INPUT MATERIAL:
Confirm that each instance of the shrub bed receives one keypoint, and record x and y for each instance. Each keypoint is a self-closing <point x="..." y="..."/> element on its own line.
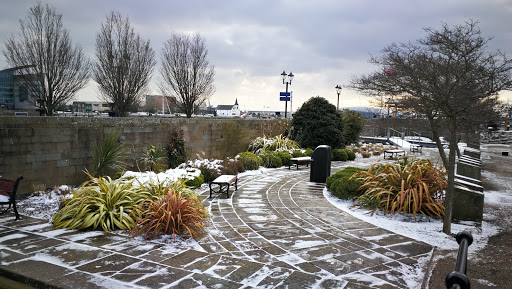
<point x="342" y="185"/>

==

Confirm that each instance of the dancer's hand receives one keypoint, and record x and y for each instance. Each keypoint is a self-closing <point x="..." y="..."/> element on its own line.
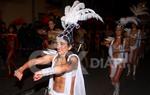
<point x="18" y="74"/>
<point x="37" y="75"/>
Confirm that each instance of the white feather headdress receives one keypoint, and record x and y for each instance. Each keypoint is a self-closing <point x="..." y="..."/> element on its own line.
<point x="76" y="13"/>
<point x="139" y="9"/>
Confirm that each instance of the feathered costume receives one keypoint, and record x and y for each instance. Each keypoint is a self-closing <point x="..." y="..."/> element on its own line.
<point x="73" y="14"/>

--

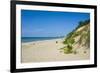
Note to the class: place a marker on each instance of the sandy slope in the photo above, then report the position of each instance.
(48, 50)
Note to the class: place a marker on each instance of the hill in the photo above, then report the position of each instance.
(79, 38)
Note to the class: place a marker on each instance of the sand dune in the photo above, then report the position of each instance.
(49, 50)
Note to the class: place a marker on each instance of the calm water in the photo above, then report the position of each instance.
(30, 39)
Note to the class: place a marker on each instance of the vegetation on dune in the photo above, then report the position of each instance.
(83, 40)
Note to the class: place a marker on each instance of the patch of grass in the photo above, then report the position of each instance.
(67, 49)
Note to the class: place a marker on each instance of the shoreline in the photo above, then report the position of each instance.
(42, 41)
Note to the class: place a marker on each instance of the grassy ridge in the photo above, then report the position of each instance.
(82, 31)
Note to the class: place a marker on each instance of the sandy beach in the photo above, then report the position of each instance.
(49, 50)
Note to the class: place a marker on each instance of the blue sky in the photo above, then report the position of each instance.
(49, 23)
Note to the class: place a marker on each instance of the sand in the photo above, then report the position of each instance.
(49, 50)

WORK INSTRUCTIONS:
Pick out every line of the items above that contains the word "keypoint", and copy each one.

WRITTEN REPLY:
Confirm that each instance of the shrub bed receives one keypoint, and record x and y for each instance. Each keypoint is a self-closing <point x="..." y="..."/> element on its own line.
Confirm that each instance of the dancer's hand receives one keypoint, and record x and y for each instance. Each keypoint is a self-closing <point x="..." y="..."/> element on its own line.
Confirm that each instance of the white feather headdress receives one keypoint, and record x and y for each instance. Each keypoint is a self-closing <point x="..." y="..."/> element on its own line.
Confirm that each instance of the feathered costume receives one keypoint, and record x and y for each instance. Each keypoint is a self-closing <point x="..." y="..."/> element on its own line.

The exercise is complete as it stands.